What you have to do: The data below is to be returned in full and exactly.

(Records from a data collection)

_ _ _ _ _

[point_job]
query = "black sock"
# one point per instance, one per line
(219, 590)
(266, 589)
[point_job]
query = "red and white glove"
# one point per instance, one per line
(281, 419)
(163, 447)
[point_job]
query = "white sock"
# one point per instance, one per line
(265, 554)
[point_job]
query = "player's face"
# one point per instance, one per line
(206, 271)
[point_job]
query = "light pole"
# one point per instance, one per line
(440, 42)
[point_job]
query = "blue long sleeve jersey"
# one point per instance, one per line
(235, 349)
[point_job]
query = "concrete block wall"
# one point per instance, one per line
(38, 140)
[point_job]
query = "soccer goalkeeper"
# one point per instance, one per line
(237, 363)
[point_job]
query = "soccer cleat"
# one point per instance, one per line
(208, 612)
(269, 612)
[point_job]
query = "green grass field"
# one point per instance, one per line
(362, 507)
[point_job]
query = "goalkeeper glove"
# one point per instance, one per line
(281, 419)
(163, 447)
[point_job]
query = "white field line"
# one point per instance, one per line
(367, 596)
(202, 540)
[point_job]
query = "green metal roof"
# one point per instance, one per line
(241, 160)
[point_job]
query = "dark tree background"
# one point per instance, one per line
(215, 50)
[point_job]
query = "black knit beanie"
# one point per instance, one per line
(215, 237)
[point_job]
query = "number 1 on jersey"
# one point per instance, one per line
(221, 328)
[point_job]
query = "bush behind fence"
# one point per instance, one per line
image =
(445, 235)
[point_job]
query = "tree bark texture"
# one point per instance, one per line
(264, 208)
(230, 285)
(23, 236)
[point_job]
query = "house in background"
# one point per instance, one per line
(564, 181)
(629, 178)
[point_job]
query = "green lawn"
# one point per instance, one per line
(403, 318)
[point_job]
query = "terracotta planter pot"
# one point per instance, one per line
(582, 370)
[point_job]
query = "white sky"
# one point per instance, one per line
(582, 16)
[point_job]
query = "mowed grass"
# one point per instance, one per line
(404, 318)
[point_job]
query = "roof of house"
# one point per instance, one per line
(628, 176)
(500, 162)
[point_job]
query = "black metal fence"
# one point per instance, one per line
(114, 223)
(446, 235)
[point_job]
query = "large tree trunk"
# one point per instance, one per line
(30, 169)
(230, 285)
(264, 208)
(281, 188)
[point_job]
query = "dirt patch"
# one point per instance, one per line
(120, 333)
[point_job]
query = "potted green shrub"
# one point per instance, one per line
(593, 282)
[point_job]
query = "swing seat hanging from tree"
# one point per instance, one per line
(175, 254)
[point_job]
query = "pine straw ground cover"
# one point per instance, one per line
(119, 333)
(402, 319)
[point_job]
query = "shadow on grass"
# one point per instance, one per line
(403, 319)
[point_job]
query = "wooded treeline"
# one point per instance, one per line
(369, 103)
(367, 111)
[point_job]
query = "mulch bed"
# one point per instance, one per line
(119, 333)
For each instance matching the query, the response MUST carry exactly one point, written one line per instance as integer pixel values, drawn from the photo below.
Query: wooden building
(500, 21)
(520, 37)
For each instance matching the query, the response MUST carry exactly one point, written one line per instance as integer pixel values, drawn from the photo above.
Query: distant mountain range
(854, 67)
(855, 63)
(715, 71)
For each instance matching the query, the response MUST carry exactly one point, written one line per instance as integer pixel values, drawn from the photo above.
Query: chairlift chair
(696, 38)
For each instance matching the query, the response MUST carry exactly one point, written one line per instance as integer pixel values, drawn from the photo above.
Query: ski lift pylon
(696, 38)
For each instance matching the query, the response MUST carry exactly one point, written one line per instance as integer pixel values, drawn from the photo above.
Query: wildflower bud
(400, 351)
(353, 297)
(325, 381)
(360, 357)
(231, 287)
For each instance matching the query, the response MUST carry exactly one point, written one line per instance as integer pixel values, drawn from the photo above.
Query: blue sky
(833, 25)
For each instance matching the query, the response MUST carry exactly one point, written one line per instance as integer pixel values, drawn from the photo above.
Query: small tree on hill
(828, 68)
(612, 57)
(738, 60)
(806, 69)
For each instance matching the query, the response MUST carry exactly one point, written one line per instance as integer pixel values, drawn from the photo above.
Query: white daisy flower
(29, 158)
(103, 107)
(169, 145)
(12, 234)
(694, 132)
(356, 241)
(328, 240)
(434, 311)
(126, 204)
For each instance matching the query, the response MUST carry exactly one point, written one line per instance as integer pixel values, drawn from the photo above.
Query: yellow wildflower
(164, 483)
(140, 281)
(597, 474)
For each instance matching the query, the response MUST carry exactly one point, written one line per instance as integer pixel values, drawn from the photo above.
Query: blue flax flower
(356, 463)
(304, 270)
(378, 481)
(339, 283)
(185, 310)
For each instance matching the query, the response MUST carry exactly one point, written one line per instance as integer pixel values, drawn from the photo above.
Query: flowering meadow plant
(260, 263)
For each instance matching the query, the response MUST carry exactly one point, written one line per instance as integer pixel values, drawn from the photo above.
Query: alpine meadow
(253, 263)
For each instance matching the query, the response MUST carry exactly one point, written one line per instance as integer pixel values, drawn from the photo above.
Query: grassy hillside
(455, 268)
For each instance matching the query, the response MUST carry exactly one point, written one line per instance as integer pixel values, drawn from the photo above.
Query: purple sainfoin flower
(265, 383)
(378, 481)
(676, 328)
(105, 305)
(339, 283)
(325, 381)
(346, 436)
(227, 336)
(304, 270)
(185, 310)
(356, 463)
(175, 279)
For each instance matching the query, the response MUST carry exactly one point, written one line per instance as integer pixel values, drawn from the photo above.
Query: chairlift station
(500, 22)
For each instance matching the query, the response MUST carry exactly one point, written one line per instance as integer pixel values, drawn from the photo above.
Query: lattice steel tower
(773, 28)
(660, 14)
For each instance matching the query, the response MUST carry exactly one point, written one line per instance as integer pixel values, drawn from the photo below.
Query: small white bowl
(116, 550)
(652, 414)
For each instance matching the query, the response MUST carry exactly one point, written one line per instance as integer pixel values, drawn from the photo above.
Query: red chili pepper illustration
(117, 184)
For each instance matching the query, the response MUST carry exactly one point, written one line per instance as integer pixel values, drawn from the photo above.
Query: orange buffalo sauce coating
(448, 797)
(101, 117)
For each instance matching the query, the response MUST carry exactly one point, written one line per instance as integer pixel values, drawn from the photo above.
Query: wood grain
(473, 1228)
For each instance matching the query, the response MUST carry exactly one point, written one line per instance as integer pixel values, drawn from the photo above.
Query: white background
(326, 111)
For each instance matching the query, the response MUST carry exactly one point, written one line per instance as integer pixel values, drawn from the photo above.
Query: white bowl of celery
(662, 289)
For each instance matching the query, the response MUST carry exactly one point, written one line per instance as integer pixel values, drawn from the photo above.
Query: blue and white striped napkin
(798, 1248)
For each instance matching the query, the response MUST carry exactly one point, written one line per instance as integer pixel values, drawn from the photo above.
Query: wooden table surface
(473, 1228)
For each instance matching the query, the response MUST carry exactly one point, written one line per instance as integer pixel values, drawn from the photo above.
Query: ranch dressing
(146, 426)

_ _ _ _ _

In response:
[point_job]
query = "black sock"
# one point per instance, one per line
(219, 590)
(266, 589)
[point_job]
query = "red and white glove"
# one point per instance, one per line
(281, 419)
(163, 447)
[point_job]
query = "white sock"
# one point per instance, one per line
(265, 554)
[point_job]
query = "player's face"
# one point per instance, one per line
(206, 271)
[point_job]
query = "light pole"
# one point per instance, one per line
(440, 42)
[point_job]
query = "blue long sleeve jersey"
# one point per instance, one per line
(235, 349)
[point_job]
query = "concrete block wall"
# one point per instance, one per line
(38, 140)
[point_job]
query = "soccer goalkeeper"
# one point per instance, one per line
(237, 363)
[point_job]
query = "soccer cleat"
# one point per instance, one per line
(208, 612)
(269, 612)
[point_job]
query = "green grass field"
# one point per instance, one per line
(362, 507)
[point_job]
query = "goalkeeper glove"
# one point per instance, one per line
(281, 419)
(163, 447)
[point_job]
query = "white field line"
# one point per instance, one per line
(367, 596)
(202, 540)
[point_job]
query = "green metal roof"
# one point per instance, one per line
(241, 160)
[point_job]
query = "dark tree background"
# one point per instance, one per line
(215, 50)
[point_job]
query = "black knit beanie"
# one point per instance, one per line
(215, 237)
[point_job]
query = "number 1 on jersey"
# one point per instance, one per line
(221, 328)
[point_job]
query = "bush behind fence"
# one point per instance, one per line
image =
(445, 235)
[point_job]
query = "tree bark texture"
# one point per instance, one per line
(264, 208)
(230, 285)
(23, 236)
[point_job]
query = "house in background"
# one point per instance, one per line
(564, 181)
(629, 178)
[point_job]
query = "green lawn"
# one point per instance, one per line
(403, 318)
[point_job]
query = "terracotta planter pot"
# one point per instance, one per line
(582, 370)
[point_job]
query = "white sky"
# one point per instance, one per line
(582, 16)
[point_job]
query = "mowed grass"
# one point per instance, one per line
(404, 318)
[point_job]
query = "roof of house"
# one point per instance, one per line
(628, 176)
(500, 162)
[point_job]
query = "black metal fence"
# one point per instance, one per line
(114, 223)
(446, 235)
[point_job]
query = "large tree trunk"
# one point per instance, one per line
(30, 169)
(230, 285)
(264, 208)
(281, 188)
[point_job]
query = "dirt patch"
# one point per instance, one per line
(120, 333)
[point_job]
query = "potted green shrub"
# one point per instance, one per line
(593, 282)
[point_job]
query = "swing seat hanging from tree"
# one point per instance, one per line
(175, 254)
[point_job]
query = "pine straw ground cover"
# one point per instance, one per line
(119, 333)
(402, 319)
[point_job]
query = "shadow on grass"
# one point per instance, one per line
(403, 319)
[point_job]
query = "wooded treeline"
# one point per instance, one per line
(369, 103)
(367, 111)
[point_job]
query = "mulch bed"
# one point per instance, one per line
(119, 333)
For each instance matching the query, the response MUST carry exactly one point, written one line per instance as integer pixel values, drawn from the photo below.
Query: wooden building
(500, 21)
(520, 37)
For each instance matching the query, the response MUST carry exactly one point, written one line per instance as integer pixel values, drawn from the photo above.
Query: distant mountain range
(854, 67)
(855, 63)
(715, 71)
For each instance matching the query, the response MUST carry exactly one point, written one line per instance as integer pixel values, drawn from the photo above.
Query: chairlift chair
(696, 38)
For each instance matching the query, the response MUST carry exactly one point, written one line per instance as integer pixel values, drawn from the photo above.
Query: ski lift pylon
(696, 38)
For each instance matching the query, the response MUST carry exactly one point, written one line per instance as integer pixel values, drawn from the photo above.
Query: wildflower bud
(400, 351)
(353, 297)
(325, 381)
(360, 357)
(231, 287)
For each instance matching the query, the response MUST carry exactly one point, written one line per instance as integer pixel values, drawn from the photo above.
Query: blue sky
(833, 25)
For each instance matching the query, the response MUST carry exactly one point, written one line per instance as integer pixel values, drawn from the photo above.
Query: small tree on hill
(828, 68)
(612, 57)
(738, 60)
(806, 69)
For each instance matching the query, the response MUST carry exactly one point, written one line per instance as integer pixel values, drawn from the photo above.
Query: white daisy flower
(29, 158)
(103, 107)
(169, 145)
(12, 234)
(694, 132)
(356, 241)
(328, 240)
(434, 311)
(126, 204)
For each instance matching the query, the response MUST carry exactly one point, written one line per instance as integer pixel values, drawn from the photo above.
Query: yellow wildflower
(164, 483)
(140, 281)
(597, 474)
For each instance matching the query, the response MUST carry exactly one point, written one line per instance as integer pixel values, drawn from the photo above.
Query: blue flax flower
(356, 463)
(304, 270)
(378, 481)
(339, 283)
(185, 310)
For each instance matching the query, the response MUST carry exactly one point, written one line per instance as integer pixel values, drawn from the photo above.
Query: flowering meadow plant
(260, 263)
For each instance matching the query, the response MUST carry exactly one point, written one line per instance as integer pixel values, drawn from the photo above.
Query: alpine meadow
(253, 263)
For each instance matching the query, the response MUST carry exactly one point, written one line per instance as integer pixel values, drawn from the photo above.
Query: grassy hillside
(455, 268)
For each instance matching the query, the response MUST carry exactly one point, written one line per instance as integer pixel values, drawn from the photo above.
Query: purple sainfoin flower
(265, 383)
(378, 481)
(676, 328)
(105, 305)
(339, 283)
(325, 381)
(346, 436)
(227, 336)
(304, 270)
(185, 310)
(356, 463)
(175, 279)
For each instance matching the query, the response MUST carry exactly one point, written one line per instance as integer pixel values, drawn from the photo above.
Query: chairlift station
(500, 22)
For each instance matching the query, the response MUST carry exactly one point, written one line per instance as integer pixel values, drawn from the photo above.
Query: lattice steel tower
(773, 28)
(660, 14)
For each instance matching the query, the response MUST carry exactly one point, written one line per instance as integer pixel values, drawn from the photo below.
Query: small white bowl
(116, 550)
(652, 414)
For each instance matching the query, the response MUST carry exactly one point, written one line per instance as integer pixel values, drawn from the photo above.
Query: red chili pepper illustration
(117, 184)
For each instance matching the query, the response MUST carry exactly one point, written one line per instance as integer pixel values, drawn from the photo above.
Query: orange buffalo sauce coating
(448, 797)
(101, 117)
For each instance matching the query, the response MUST carry exactly one point, written one line per instance as integer pixel values, drawn from the photo above.
Query: wood grain
(473, 1228)
For each instance matching the query, the response MUST carry exactly one point, written one line per instance as integer pixel values, drawn from the photo above.
Query: white background
(326, 111)
For each instance matching the query, the response MUST carry exactly one point, written one line per instance as integer pixel values, drawn from the photo above.
Query: white bowl of celery
(662, 289)
For each instance matching the query, the response MUST carry exactly one point, written one line per instance as integer pixel values, drawn from the photo above.
Query: blue and white striped napkin
(798, 1248)
For each instance matching the query, the response MUST carry exactly one point, written one line per instance as integer pixel values, drawn from the photo above.
Query: wooden table surface
(473, 1228)
For each instance matching the query, the response MUST carry exactly one point, written one line per instance as integer pixel values, drawn from the photo above.
Query: ranch dressing
(146, 426)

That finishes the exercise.